### Task requirements
Starting at the first line and ending at the line that contains "xmin=12 ymin=289 xmax=366 ymax=416", rewrite those lines as a Markdown table with the columns Row and Line. Skip any blank lines.

A block of data:
*-*-*
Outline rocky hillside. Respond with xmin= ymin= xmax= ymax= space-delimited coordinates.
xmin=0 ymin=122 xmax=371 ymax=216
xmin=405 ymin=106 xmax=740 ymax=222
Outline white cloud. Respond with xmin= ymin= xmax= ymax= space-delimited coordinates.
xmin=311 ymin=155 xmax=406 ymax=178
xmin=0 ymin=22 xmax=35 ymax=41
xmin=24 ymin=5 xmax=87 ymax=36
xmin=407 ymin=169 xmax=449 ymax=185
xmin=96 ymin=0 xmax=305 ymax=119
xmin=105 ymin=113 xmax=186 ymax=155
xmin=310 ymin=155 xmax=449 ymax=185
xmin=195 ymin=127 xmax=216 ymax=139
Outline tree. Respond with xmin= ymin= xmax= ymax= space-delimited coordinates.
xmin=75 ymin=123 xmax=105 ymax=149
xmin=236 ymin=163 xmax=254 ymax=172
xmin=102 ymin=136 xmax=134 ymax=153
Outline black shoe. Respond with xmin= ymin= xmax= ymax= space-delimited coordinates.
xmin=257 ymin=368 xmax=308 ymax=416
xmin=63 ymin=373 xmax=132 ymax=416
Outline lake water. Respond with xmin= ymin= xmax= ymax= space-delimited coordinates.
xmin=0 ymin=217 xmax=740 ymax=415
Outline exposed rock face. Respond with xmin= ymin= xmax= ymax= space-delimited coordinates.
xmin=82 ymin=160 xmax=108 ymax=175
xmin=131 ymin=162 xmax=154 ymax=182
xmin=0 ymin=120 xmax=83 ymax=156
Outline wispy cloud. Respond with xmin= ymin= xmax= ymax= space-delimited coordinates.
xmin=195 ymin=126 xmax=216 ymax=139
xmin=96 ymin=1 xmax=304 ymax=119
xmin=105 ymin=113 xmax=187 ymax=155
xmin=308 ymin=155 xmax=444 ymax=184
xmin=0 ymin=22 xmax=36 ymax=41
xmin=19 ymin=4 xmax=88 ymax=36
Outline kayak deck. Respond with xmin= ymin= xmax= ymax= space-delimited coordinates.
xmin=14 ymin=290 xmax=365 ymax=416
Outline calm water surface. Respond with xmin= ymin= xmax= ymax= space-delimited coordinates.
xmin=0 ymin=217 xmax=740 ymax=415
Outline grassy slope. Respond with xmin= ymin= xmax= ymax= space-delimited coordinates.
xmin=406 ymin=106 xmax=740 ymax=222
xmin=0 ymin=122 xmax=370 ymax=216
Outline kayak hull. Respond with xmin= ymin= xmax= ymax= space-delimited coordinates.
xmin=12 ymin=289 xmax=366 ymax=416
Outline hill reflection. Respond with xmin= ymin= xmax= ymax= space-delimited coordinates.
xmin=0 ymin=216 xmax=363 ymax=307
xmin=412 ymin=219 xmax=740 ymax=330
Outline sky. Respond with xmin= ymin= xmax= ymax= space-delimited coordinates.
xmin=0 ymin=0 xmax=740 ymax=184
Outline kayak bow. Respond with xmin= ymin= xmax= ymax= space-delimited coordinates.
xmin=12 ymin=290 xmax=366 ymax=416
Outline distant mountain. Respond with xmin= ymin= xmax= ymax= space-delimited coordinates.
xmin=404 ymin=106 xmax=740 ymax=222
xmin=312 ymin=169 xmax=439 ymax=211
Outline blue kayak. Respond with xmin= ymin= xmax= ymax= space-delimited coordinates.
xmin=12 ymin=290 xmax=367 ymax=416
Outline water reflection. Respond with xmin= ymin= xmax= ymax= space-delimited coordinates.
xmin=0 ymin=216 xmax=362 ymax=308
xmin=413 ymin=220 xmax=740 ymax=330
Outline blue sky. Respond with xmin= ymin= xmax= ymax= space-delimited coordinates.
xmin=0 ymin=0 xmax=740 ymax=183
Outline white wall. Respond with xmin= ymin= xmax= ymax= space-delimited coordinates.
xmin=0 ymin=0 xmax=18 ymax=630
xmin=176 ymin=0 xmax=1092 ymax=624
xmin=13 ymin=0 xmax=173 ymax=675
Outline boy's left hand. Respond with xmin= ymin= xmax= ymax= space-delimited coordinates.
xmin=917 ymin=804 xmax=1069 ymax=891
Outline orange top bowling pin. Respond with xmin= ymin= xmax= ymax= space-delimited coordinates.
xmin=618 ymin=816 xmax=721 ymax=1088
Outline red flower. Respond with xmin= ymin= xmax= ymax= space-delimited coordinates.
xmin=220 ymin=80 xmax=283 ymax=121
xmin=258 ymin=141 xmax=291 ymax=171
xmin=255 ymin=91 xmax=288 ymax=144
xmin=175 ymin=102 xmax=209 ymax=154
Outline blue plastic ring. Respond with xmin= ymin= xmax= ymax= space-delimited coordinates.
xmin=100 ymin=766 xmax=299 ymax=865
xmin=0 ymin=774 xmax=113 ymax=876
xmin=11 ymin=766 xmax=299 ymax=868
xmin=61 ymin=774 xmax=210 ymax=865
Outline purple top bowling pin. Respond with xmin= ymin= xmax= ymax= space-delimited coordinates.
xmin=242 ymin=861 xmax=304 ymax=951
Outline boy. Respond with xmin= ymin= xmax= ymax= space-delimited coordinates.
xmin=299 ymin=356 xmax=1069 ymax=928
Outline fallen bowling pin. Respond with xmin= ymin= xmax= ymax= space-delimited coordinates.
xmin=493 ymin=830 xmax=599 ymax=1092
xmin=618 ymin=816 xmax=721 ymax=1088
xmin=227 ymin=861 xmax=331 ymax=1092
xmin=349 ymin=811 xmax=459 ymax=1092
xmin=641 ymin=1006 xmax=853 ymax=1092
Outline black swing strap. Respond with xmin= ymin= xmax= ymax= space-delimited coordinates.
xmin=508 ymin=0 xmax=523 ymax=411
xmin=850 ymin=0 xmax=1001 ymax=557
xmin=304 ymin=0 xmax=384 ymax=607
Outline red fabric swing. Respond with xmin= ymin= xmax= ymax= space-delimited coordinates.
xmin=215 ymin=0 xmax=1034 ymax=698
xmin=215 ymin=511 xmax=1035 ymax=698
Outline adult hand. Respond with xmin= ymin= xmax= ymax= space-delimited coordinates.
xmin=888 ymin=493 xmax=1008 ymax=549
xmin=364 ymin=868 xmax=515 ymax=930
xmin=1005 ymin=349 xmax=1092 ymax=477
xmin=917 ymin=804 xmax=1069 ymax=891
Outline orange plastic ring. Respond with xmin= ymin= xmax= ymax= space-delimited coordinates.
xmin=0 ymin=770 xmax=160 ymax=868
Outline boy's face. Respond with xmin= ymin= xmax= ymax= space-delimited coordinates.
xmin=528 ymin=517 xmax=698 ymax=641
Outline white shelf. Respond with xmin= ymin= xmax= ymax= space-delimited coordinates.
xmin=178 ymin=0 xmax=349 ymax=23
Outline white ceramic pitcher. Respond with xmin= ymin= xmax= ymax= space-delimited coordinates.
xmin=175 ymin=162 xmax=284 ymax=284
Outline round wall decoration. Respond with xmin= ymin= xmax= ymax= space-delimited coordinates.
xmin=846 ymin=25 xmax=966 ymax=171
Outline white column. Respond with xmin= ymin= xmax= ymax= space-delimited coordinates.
*-*-*
### Result of this task
| Row | Line |
|---|---|
| 1 | Outline rocky hillside. Respond with xmin= ymin= xmax= ymax= space-delimited coordinates. |
| 2 | xmin=0 ymin=122 xmax=371 ymax=216 |
| 3 | xmin=405 ymin=106 xmax=740 ymax=222 |
| 4 | Outline white cloud. Respond with xmin= ymin= xmax= ymax= space-delimited coordinates. |
| 5 | xmin=311 ymin=155 xmax=406 ymax=178 |
| 6 | xmin=0 ymin=22 xmax=35 ymax=41 |
| 7 | xmin=24 ymin=5 xmax=87 ymax=36 |
| 8 | xmin=407 ymin=169 xmax=449 ymax=185 |
| 9 | xmin=96 ymin=0 xmax=305 ymax=119 |
| 10 | xmin=105 ymin=113 xmax=186 ymax=155 |
| 11 | xmin=310 ymin=155 xmax=449 ymax=185 |
| 12 | xmin=195 ymin=127 xmax=216 ymax=139 |
| 13 | Outline tree. Respond with xmin= ymin= xmax= ymax= space-delimited coordinates. |
| 14 | xmin=75 ymin=123 xmax=105 ymax=149 |
| 15 | xmin=236 ymin=163 xmax=254 ymax=172 |
| 16 | xmin=102 ymin=136 xmax=134 ymax=153 |
| 17 | Outline black shoe. Respond with xmin= ymin= xmax= ymax= space-delimited coordinates. |
| 18 | xmin=257 ymin=368 xmax=308 ymax=416 |
| 19 | xmin=63 ymin=373 xmax=132 ymax=416 |
| 20 | Outline lake water. Respond with xmin= ymin= xmax= ymax= space-delimited coordinates. |
| 21 | xmin=0 ymin=217 xmax=740 ymax=415 |
| 22 | Outline exposed rock face. Respond with xmin= ymin= xmax= ymax= space-delimited coordinates. |
| 23 | xmin=82 ymin=160 xmax=108 ymax=175 |
| 24 | xmin=131 ymin=162 xmax=154 ymax=182 |
| 25 | xmin=0 ymin=120 xmax=83 ymax=156 |
| 26 | Outline wispy cloud. Respond with xmin= ymin= xmax= ymax= space-delimited coordinates. |
| 27 | xmin=195 ymin=126 xmax=216 ymax=139 |
| 28 | xmin=96 ymin=1 xmax=304 ymax=119 |
| 29 | xmin=105 ymin=113 xmax=187 ymax=155 |
| 30 | xmin=308 ymin=155 xmax=444 ymax=184 |
| 31 | xmin=0 ymin=22 xmax=36 ymax=41 |
| 32 | xmin=19 ymin=4 xmax=88 ymax=36 |
| 33 | Outline kayak deck. Respond with xmin= ymin= xmax= ymax= space-delimited coordinates. |
| 34 | xmin=14 ymin=290 xmax=365 ymax=416 |
| 35 | Outline calm water surface. Respond with xmin= ymin= xmax= ymax= space-delimited coordinates. |
| 36 | xmin=0 ymin=217 xmax=740 ymax=415 |
| 37 | Outline grassy slope. Respond with xmin= ymin= xmax= ymax= space-delimited coordinates. |
| 38 | xmin=406 ymin=106 xmax=740 ymax=222 |
| 39 | xmin=0 ymin=122 xmax=370 ymax=216 |
| 40 | Outline kayak hull. Respond with xmin= ymin= xmax= ymax= space-delimited coordinates. |
| 41 | xmin=12 ymin=289 xmax=366 ymax=416 |